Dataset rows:
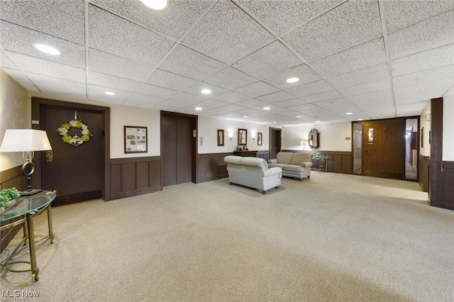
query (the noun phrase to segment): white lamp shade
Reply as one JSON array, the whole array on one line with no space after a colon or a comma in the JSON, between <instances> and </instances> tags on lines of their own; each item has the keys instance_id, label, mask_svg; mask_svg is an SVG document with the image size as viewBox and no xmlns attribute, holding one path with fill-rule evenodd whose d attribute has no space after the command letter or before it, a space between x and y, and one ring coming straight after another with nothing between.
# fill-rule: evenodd
<instances>
[{"instance_id":1,"label":"white lamp shade","mask_svg":"<svg viewBox=\"0 0 454 302\"><path fill-rule=\"evenodd\" d=\"M6 129L0 147L0 152L51 150L45 131L33 129Z\"/></svg>"}]
</instances>

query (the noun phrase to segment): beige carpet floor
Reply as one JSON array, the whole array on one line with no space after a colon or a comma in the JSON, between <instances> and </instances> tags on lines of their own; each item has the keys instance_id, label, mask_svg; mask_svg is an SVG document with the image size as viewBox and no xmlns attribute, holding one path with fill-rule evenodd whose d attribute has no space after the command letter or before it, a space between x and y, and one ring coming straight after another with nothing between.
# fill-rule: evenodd
<instances>
[{"instance_id":1,"label":"beige carpet floor","mask_svg":"<svg viewBox=\"0 0 454 302\"><path fill-rule=\"evenodd\" d=\"M4 270L3 292L43 301L454 301L454 211L431 207L415 182L312 172L262 195L223 179L55 207L53 225L54 244L38 248L40 280ZM35 227L46 235L45 214Z\"/></svg>"}]
</instances>

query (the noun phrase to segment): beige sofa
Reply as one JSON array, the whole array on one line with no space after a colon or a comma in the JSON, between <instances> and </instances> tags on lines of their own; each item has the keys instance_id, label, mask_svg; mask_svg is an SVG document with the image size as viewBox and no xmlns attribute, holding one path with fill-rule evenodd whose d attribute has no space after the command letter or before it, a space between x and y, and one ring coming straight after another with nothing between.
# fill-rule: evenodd
<instances>
[{"instance_id":1,"label":"beige sofa","mask_svg":"<svg viewBox=\"0 0 454 302\"><path fill-rule=\"evenodd\" d=\"M270 189L278 189L281 185L281 168L269 168L262 158L228 155L224 162L227 164L230 184L257 189L264 194Z\"/></svg>"},{"instance_id":2,"label":"beige sofa","mask_svg":"<svg viewBox=\"0 0 454 302\"><path fill-rule=\"evenodd\" d=\"M297 178L301 181L305 177L311 177L312 155L279 152L276 159L268 160L268 166L279 167L282 169L282 176Z\"/></svg>"}]
</instances>

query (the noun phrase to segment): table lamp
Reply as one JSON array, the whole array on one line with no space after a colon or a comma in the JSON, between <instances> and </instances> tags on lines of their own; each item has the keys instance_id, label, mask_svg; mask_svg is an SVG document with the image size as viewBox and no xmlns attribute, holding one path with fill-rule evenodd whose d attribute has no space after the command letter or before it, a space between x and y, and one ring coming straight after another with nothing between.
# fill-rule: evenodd
<instances>
[{"instance_id":1,"label":"table lamp","mask_svg":"<svg viewBox=\"0 0 454 302\"><path fill-rule=\"evenodd\" d=\"M35 172L35 164L32 160L35 155L35 151L51 150L52 147L50 147L48 135L44 130L6 129L0 146L0 152L27 152L27 161L22 165L22 172L27 177L27 190L21 191L21 195L32 195L43 191L41 189L32 189L31 175Z\"/></svg>"}]
</instances>

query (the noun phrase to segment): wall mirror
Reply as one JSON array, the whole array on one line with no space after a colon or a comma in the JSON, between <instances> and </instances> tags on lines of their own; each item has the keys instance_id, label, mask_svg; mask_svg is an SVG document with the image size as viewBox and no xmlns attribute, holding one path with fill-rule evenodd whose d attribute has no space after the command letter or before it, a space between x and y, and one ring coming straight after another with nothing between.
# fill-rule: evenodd
<instances>
[{"instance_id":1,"label":"wall mirror","mask_svg":"<svg viewBox=\"0 0 454 302\"><path fill-rule=\"evenodd\" d=\"M238 129L238 146L248 145L248 130Z\"/></svg>"}]
</instances>

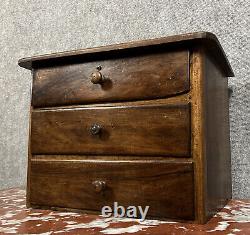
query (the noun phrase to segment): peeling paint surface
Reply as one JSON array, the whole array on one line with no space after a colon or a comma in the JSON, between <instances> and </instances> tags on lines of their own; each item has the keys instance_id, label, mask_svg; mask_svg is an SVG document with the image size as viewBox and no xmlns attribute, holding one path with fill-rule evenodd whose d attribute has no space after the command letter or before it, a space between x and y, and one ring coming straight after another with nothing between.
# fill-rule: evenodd
<instances>
[{"instance_id":1,"label":"peeling paint surface","mask_svg":"<svg viewBox=\"0 0 250 235\"><path fill-rule=\"evenodd\" d=\"M104 218L74 212L27 209L25 191L0 191L0 234L250 234L250 200L232 200L207 224Z\"/></svg>"}]
</instances>

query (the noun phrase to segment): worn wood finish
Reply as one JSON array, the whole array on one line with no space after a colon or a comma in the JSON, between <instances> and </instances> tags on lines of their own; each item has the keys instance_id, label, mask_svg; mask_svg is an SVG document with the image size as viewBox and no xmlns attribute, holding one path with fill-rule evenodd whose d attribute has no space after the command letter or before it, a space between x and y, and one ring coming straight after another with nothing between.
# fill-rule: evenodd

### What is being asked
Rewrite all of the entries above, replacing "the noun phrase to segment" with "the object to outline" wherever it occurs and leaving everything else as it is. Omit the pictures from your answer.

### Finished task
query (the object to outline): white lamp shade
Reply as one JSON array, the whole array on one line with no space after a colon or a comma in the JSON, between <instances> and </instances> tags on lines of their own; each item has the keys instance_id, label, mask_svg; mask_svg is an SVG document with the image size as viewBox and no xmlns attribute, holding one path with fill-rule evenodd whose d attribute has no space after the command letter or before it, a space between x and y, and one ring coming straight after another with nothing between.
# fill-rule: evenodd
<instances>
[{"instance_id":1,"label":"white lamp shade","mask_svg":"<svg viewBox=\"0 0 454 302\"><path fill-rule=\"evenodd\" d=\"M6 129L0 147L0 152L51 150L45 131L33 129Z\"/></svg>"}]
</instances>

query (the object to outline): beige carpet floor
Reply as one JSON array, the whole array on one line with no space after a colon or a comma in the JSON, between <instances> and </instances> tags on lines of their own; each item has the keys instance_id, label, mask_svg; mask_svg is an SVG document with the image size as viewBox and no xmlns attribute, holding one path with fill-rule evenodd whose d attribute has no space after the command letter or before it, a space between x and y, and one ring coming straight after another with nothing between.
# fill-rule: evenodd
<instances>
[{"instance_id":1,"label":"beige carpet floor","mask_svg":"<svg viewBox=\"0 0 454 302\"><path fill-rule=\"evenodd\" d=\"M4 270L3 292L43 301L454 301L454 211L431 207L415 182L312 172L262 195L223 179L55 207L53 225L54 244L38 248L40 280ZM35 227L46 235L45 214Z\"/></svg>"}]
</instances>

query (the object to outline): beige sofa
Reply as one JSON array, the whole array on one line with no space after a colon or a comma in the JSON, between <instances> and </instances> tags on lines of their own; each item has the keys instance_id, label, mask_svg; mask_svg is an SVG document with the image size as viewBox and no xmlns attribute, holding one path with fill-rule evenodd whose d attribute has no space after the command letter or before it, a space between x and y, and one ring coming straight after another with nothing between.
# fill-rule: evenodd
<instances>
[{"instance_id":1,"label":"beige sofa","mask_svg":"<svg viewBox=\"0 0 454 302\"><path fill-rule=\"evenodd\" d=\"M270 189L278 189L281 185L281 168L269 168L262 158L228 155L224 162L227 164L230 184L257 189L264 194Z\"/></svg>"},{"instance_id":2,"label":"beige sofa","mask_svg":"<svg viewBox=\"0 0 454 302\"><path fill-rule=\"evenodd\" d=\"M297 178L301 181L305 177L311 177L312 155L279 152L276 159L268 160L268 166L279 167L282 169L282 176Z\"/></svg>"}]
</instances>

query (the object to outline): table lamp
Reply as one JSON array, the whole array on one line with no space after a colon or a comma in the JSON, between <instances> and </instances> tags on lines of their own; each item has the keys instance_id, label, mask_svg; mask_svg is an SVG document with the image size as viewBox and no xmlns attribute, holding one path with fill-rule evenodd whose d attribute has no space after the command letter or before it, a space between x and y, and one ring coming straight after another with nothing between.
# fill-rule: evenodd
<instances>
[{"instance_id":1,"label":"table lamp","mask_svg":"<svg viewBox=\"0 0 454 302\"><path fill-rule=\"evenodd\" d=\"M35 172L35 164L32 160L35 155L35 151L51 150L52 147L50 147L48 135L44 130L6 129L0 146L0 152L27 152L27 161L22 165L22 172L27 177L27 190L21 191L21 195L32 195L43 191L41 189L32 189L31 175Z\"/></svg>"}]
</instances>

query (the object to outline): wall mirror
Reply as one JSON array, the whole array on one line with no space after a colon or a comma in the JSON, between <instances> and </instances> tags on lines of their own; each item has the keys instance_id, label, mask_svg; mask_svg is an SVG document with the image size as viewBox and no xmlns attribute, holding one path with fill-rule evenodd whose d attribute has no space after the command letter or before it, a space between x and y, and one ring coming straight after another with nothing between.
# fill-rule: evenodd
<instances>
[{"instance_id":1,"label":"wall mirror","mask_svg":"<svg viewBox=\"0 0 454 302\"><path fill-rule=\"evenodd\" d=\"M238 129L238 146L248 145L248 130Z\"/></svg>"}]
</instances>

query (the object to outline): peeling paint surface
Reply as one JSON array, the whole array on one line with no space after a colon or a comma in the JSON, between <instances> and </instances> tags on lines of their own; each item has the keys instance_id, label, mask_svg; mask_svg is an SVG document with the image size as viewBox and no xmlns attribute, holding one path with fill-rule evenodd whose d attribute has no space after the command letter or before it, a space between x and y, and one ring coming straight after another with nothing between.
# fill-rule: evenodd
<instances>
[{"instance_id":1,"label":"peeling paint surface","mask_svg":"<svg viewBox=\"0 0 250 235\"><path fill-rule=\"evenodd\" d=\"M104 218L74 212L27 209L25 191L0 191L0 234L250 234L250 200L232 200L207 224Z\"/></svg>"}]
</instances>

query (the object to outline): worn wood finish
Reply as one JSON array, the whole array on one line with no space after a colon or a comma in the JSON, between <instances> and </instances> tags on lines of their own; each item has the keys instance_id, label, mask_svg; mask_svg is an SVG document with the image size as viewBox and no xmlns attribute, holding one path with fill-rule evenodd whose d attribute has no space after the command letter or before it, a space between x and y, and one ring coming straight after another with nothing between.
# fill-rule: evenodd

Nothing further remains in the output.